== Dataset entries
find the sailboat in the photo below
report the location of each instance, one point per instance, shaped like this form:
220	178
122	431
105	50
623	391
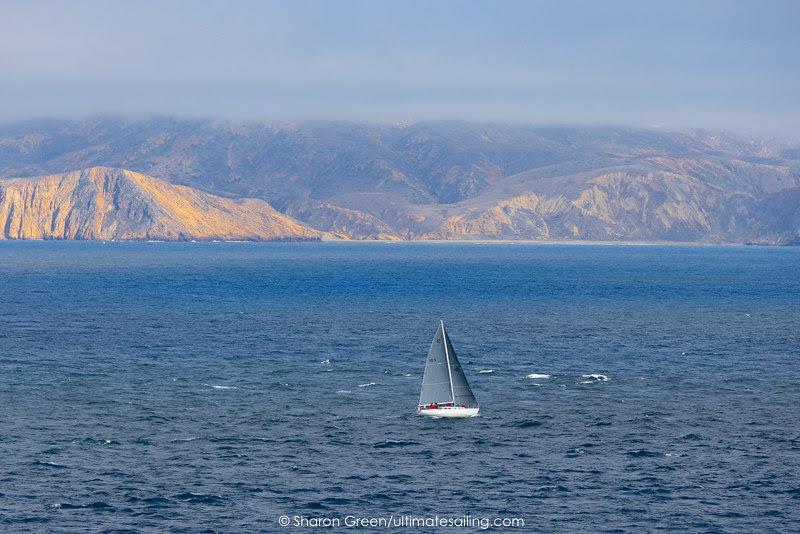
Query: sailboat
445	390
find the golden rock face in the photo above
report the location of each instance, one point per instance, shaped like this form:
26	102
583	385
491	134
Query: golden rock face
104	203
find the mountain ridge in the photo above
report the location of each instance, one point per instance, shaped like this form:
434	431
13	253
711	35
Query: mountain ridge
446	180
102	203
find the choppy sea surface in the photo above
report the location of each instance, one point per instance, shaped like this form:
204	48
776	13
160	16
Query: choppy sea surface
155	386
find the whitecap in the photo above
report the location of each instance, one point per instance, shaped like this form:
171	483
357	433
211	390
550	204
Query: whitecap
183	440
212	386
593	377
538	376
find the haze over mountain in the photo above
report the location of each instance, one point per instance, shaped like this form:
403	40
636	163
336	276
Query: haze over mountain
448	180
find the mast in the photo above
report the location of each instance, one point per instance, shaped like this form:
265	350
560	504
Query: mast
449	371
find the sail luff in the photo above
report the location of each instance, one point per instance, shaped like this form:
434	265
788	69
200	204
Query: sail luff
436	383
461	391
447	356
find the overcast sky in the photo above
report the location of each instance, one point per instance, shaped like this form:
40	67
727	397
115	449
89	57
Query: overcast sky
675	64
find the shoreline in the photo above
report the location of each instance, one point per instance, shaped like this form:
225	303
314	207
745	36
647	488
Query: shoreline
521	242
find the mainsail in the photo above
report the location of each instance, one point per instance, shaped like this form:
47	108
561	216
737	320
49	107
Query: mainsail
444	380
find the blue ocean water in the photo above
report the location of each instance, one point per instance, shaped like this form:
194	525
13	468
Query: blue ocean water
====
__Problem to work on__: Every line from the line containing "find the overcast sky in the photo above" to the last line of the material above must be repeated exactly, and no other line.

__Correct result__:
find the overcast sky in the photo above
report the location of each instance, one point per instance, shaped like this form:
40	67
727	397
115	449
89	57
Query: overcast sky
675	64
find the shoreline in the photo above
report the location of each instance, one point per instance, shaped like this form:
225	303
314	207
745	36
647	488
Query: shoreline
521	242
find the mainsail in the photo above
report the location of each instance, one point per instance, shaped like this form:
47	108
561	216
737	320
49	107
Query: mainsail
444	380
find the blue ocean water in the photo above
report the location of each instance, one point per instance, shaped like this form:
194	525
13	468
Query: blue ocean water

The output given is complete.